## [What is expected]
Reproduce every record verbatim but drop the pictures.

▼▼▼

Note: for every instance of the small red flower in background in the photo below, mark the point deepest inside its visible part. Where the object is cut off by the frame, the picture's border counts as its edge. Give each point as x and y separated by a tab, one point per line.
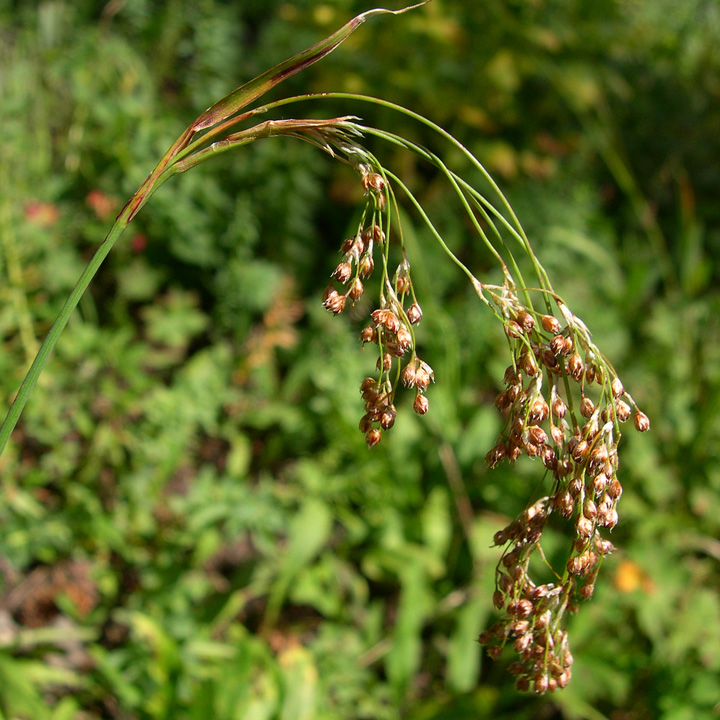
42	214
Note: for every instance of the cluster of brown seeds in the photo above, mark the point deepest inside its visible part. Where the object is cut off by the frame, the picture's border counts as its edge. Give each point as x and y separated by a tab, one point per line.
391	327
563	405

▲▲▲

## [Result]
Note: for every instance of the small red flower in background in the photo below, mark the point deepest inside its visible part. Where the object is cut off by the frame, the picture's border counts as its edge. Give each point as x and y separated by a tab, one point per line.
42	214
Note: for every instance of the cluster of brown seeds in the photo above, mark the point deepest inside its visible part. Where the object is cut off by the frame, the picture's border counts as its edge. Give each point as x and y separated by a tab, one point per line.
391	327
563	405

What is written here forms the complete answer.